After recent changes setting elfcorehdr_addr to ELFCORE_ADDR_MAX
will cause is_kdump_kernel() to return 0 when it should return 1.
Instead use vmcore_unusable(), which has been added for this purpose.

Signed-off-by: Simon Horman <horms@verge.net.au>

--- 

Andrew, this can wait until post 2.6.27 as although the current
state of affairs is confusing, a bug does not manifest at this time
as there are no callers of is_kdump_kernel on ia64 at this time.

is_vmcore_usable() and vmcore_unusable() are provided by a previous
patch in this series

Index: linux-2.6/arch/ia64/kernel/setup.c
===================================================================
--- linux-2.6.orig/arch/ia64/kernel/setup.c	2008-07-31 09:41:15.000000000 +1000
+++ linux-2.6/arch/ia64/kernel/setup.c	2008-07-31 09:41:36.000000000 +1000
@@ -509,11 +509,11 @@ int __init reserve_elfcorehdr(unsigned l
 	 * to work properly.

# Work to complete:
(1) Say whether each statement agrees with the patch note: (a) setting elfcorehdr_addr to ELFCORE_ADDR_MAX makes is_kdump_kernel() return 0 when it should return 1; (b) the change has to go in before 2.6.27; (c) is_vmcore_usable() and vmcore_unusable() are introduced in this same patch. Answer yes or no for each, and quote the words from the note that decide it.
(2) From the patch note, copy out the passage that runs from "After recent changes" up to and including "for this purpose.".

# Data provided:
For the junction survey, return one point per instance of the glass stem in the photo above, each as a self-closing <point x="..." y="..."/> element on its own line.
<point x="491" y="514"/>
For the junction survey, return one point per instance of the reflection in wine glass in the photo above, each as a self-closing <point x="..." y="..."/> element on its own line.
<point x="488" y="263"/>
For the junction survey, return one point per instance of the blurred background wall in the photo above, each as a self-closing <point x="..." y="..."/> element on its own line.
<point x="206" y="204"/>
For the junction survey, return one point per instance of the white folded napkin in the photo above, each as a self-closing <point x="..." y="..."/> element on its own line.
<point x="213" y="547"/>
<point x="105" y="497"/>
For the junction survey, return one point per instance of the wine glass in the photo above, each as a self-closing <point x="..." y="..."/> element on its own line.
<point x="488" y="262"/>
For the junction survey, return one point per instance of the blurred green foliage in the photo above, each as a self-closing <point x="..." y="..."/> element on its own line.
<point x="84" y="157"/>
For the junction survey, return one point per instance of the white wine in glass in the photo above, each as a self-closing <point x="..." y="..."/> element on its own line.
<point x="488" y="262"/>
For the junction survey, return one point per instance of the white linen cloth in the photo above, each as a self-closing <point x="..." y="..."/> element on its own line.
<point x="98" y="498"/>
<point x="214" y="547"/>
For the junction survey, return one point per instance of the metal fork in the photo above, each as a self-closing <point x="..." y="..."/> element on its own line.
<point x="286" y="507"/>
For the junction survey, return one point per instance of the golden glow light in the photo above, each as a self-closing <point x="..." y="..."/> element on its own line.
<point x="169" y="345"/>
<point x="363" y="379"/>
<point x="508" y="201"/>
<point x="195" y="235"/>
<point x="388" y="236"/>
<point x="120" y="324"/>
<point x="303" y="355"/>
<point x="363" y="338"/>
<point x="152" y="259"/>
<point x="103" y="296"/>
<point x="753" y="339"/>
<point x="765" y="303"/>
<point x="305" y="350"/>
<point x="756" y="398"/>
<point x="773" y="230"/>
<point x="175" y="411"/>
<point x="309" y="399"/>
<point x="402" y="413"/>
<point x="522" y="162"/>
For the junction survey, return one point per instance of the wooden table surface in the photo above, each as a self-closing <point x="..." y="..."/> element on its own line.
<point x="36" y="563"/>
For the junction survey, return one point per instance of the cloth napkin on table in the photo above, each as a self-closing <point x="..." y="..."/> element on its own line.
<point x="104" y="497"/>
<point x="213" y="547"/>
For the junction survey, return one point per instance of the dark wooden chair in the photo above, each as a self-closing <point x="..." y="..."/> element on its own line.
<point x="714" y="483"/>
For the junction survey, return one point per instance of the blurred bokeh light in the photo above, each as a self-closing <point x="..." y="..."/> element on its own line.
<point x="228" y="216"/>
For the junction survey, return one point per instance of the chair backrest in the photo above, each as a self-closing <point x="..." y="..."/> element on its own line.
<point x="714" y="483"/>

---

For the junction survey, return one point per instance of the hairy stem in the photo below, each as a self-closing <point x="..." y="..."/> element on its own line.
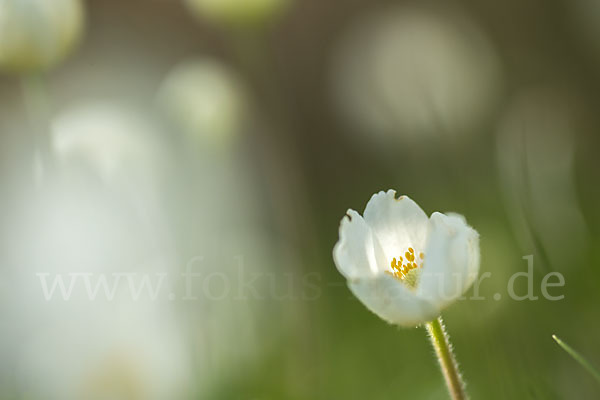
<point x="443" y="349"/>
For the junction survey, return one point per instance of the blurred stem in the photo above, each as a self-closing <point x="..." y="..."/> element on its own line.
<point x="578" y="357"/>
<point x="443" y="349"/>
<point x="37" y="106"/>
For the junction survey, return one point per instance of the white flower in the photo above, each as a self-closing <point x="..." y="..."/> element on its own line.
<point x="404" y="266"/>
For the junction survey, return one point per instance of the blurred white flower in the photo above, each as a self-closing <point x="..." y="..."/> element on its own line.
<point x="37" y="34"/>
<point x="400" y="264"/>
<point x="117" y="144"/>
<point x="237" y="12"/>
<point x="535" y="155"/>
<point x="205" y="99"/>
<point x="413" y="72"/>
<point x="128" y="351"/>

# Per-task answers:
(1)
(a) Yes: "setting elfcorehdr_addr to ELFCORE_ADDR_MAX will cause is_kdump_kernel() to return 0 when it should return 1."
(b) No: "this can wait until post 2.6.27"
(c) No: "is_vmcore_usable() and vmcore_unusable() are provided by a previous patch in this series"

(2)
After recent changes setting elfcorehdr_addr to ELFCORE_ADDR_MAX
will cause is_kdump_kernel() to return 0 when it should return 1.
Instead use vmcore_unusable(), which has been added for this purpose.